This paper presents a hybrid approach to automatic parallelization of computer programs which combines static extraction of threads (tasks) with dynamic scheduling for parallel and distributed execution. Fine-grain scheduling decisions are made at compile time, and coarse-grain scheduling decisions are made at run time. The approach consists of two components: compiler technology which performs the static analysis (thread extraction), and an architecture which takes over the responsibility for scheduling and distributing the threads. Each processor is augmented with a broker, whose responsibility it is to shop for tasks for the processor to perform. This approach aims to provide an adaptive run-time distribution of computation for irregular problems such as the simulation of embedded systems. Finally, this approach is general enough to allow the seamless incorporation of heterogeneous hardware, in particular including dynamically reconfigurable hardware, e.g. FPGAs.
Introduction

Motivation and Overview
Programming parallel computers is hard. In fact, the difficulty of designing parallel software is increasingly seen as the main barrier to wider acceptance and usage of parallel computers [Pat97] . Programming parallel computers is inherently harder than programming sequential computers, since computation as well as data must be distributed amongst the available resources.
Background
The approach outlined in this paper draws together concepts from two previously independent fields of: Multithreaded Architectures on the one hand, and Cache Only Memory Architectures (COMAs) on the other: The concepts from the Multithreaded Architectures are used to define the basic scheduling terms (see [CGSvE93] or [Nik93] ); The concepts from COMAs are used to provide a DSM where data is free to migrate from one local memory to another [HLH92] , [SWCL95] .
Previously, the questions of data distribution and computation distribution were strictly separated. Multithreaded architectures had little to say about data distribution, and COMAs were content to provide a DSM and leave the problems of program partitioning and scheduling to the programmers. This division of labor simplified the development of each camp. However, a point has been reached where significant further development can be obtained by lifting the division and optimizing each component (scheduling and DSM), based on knowledge of the other.
We call this combination of COMA and multithreading SDAARC, for Self Distributing Associative ARChitecture [MKW98a] , [MKW98b] .
The rest of this paper is organized as follows: Section 2 provides an Overview, describing first the overall SDAARC Strategy, and then the hardware and software (compiler) prerequisites of SDAARC. Section 3 discusses the compiler technology in more detail, and section 4 discusses the run-time distribution protocol. Section 5 discusses possible extensions for embedded systems. Section 6 presents conclusions.
Overview
Strategy
In SDAARC, we treat both data and computation as a population of migratory objects. The central idea is to first select objects of an appropriate granularity, and then distribute those objects adaptively, responding to conditions that arise at run-time. The distribution must balance the conflicting goals of locality (to reduce communication costs) and parallelism (to reduce total run-time).

→ Given request 1: Copy the records character for character, from the line containing "Where can the wooden" through the end of the records, and leave the pictures out.
The paper excerpt and the records come from unrelated sources.

→ Provided entries:
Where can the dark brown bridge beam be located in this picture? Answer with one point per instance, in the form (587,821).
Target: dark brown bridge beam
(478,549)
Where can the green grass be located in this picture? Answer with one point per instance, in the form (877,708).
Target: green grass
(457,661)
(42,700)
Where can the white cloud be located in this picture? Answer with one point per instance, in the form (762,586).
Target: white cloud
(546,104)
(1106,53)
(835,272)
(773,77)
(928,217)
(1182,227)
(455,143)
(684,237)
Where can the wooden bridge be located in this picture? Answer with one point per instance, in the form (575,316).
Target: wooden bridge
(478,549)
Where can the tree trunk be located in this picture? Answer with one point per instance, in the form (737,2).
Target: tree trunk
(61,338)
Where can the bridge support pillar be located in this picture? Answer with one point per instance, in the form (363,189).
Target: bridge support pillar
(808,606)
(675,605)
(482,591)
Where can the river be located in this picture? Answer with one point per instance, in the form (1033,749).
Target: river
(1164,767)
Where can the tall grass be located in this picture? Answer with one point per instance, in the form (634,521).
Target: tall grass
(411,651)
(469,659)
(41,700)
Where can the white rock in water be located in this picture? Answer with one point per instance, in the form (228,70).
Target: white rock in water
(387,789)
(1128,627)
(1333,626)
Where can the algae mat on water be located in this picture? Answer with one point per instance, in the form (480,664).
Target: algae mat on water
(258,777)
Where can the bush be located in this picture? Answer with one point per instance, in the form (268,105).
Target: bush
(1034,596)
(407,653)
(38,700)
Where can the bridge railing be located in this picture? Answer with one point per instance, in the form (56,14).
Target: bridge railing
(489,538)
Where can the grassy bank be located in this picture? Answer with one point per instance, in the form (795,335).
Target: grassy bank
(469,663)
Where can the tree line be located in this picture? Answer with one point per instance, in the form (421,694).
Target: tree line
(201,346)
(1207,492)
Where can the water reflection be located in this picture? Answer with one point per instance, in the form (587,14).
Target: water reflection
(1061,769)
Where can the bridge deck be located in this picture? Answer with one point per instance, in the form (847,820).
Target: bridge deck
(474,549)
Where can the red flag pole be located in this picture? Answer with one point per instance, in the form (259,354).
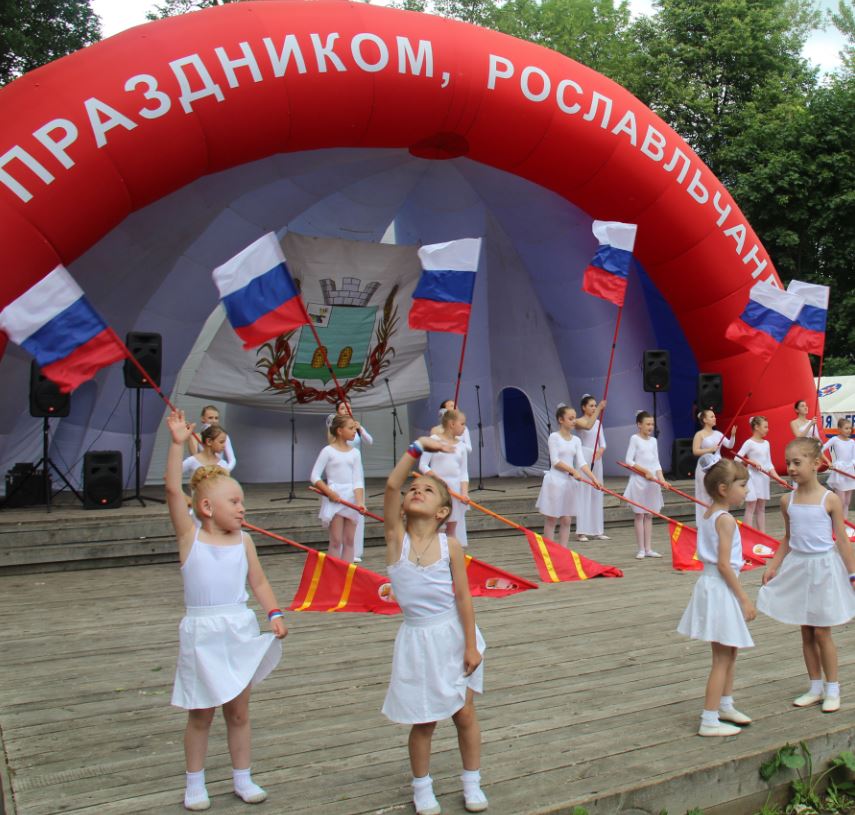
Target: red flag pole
(460,366)
(606,387)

→ Given request 2: Carry on the excerpt on automatic parallelization past its final sentence.

→ Task answer 1:
Where can the wooden bridge be located in this picture? Answer with one point per instance, in the form (575,316).
Target: wooden bridge
(478,549)
Where can the tree trunk be located in this picture? Answer with one point per instance, in the form (737,2).
Target: tree trunk
(61,338)
Where can the bridge support pillar be located in this picture? Answer with one point per instance, in the form (363,189).
Target: bridge support pillar
(808,606)
(675,605)
(482,591)
Where can the river be located in this picture? Answer with one point per instance, in the form (1033,749).
Target: river
(1164,767)
Where can the tall grass be located in this picture? Answer with one point per instance, in the form (634,521).
Target: tall grass
(411,651)
(469,659)
(41,700)
Where can the white rock in water be located in this picture? Answer with one point per instance, in the form (228,70).
Target: white rock in water
(387,789)
(1128,627)
(1333,626)
Where can the algae mat on water be located in this picture? Answer with one point per instance, in the form (480,664).
Target: algae mat on water
(258,777)
Where can the bush be located in this picture? Answer with one point per instance, in the form (268,105).
Target: bush
(1034,596)
(407,653)
(38,700)
Where can the bridge railing be located in this picture? Answer with one point per instance, in the form (56,14).
Target: bridge railing
(489,538)
Where can the grassy bank be located in this picture? Answer with one point per instance, in the form (795,335).
Target: grassy bank
(469,663)
Where can the tree line be located in this picture? Answer with one point per instance, in the form (421,694).
Target: tree line
(201,346)
(1207,492)
Where can the water reflection be located in this picture? Answer with one point per instance, in the form (587,14).
Target: water reflection
(1061,769)
Where can the bridge deck be located in this picture? Answer with one point per instance, in the form (847,820).
Target: bridge deck
(474,549)
Where can the red flag pole be located in this picture? Answer with one point per instance, in the form (259,354).
Target: red flag pole
(460,366)
(606,387)

→ Task answer 2:
This strategy divides the distribution problem into two subproblems: First, appropriately sized objects must be extracted at compile-time from a program's source code. Second, these objects must be mapped at run-time onto the available attraction memory sites. As such, SDAARC consists of two major technologies: compiler technology for the extraction of objects, and run-time technology for their distribution.
Hardware Requirements
SDAARC makes a small number of very basic demands on the hardware utilized to implement the system. As described above, the hardware is to be organized into a collection of attraction memory sites, where each site consists of one or more processors, a broker, a memory, and a network connection. Additionally, multiple sites can be clustered together, and represented by a cluster broker, to build hierarchical systems.
The brokers can be implemented in hardware, software, or both. Many different network topologies are possible. Examples include standard tree topologies and a novel crossbar topology described in [MKW98b] .
The brokers together with the network are responsible for supporting the SDAARC strategy. Since the program together with its data are treated as a population of migratory objects, almost all messages sent on the network will be addressed to objects, and not to locations. Each message needs to be sent to all brokers whose sites could currently contain the recipient.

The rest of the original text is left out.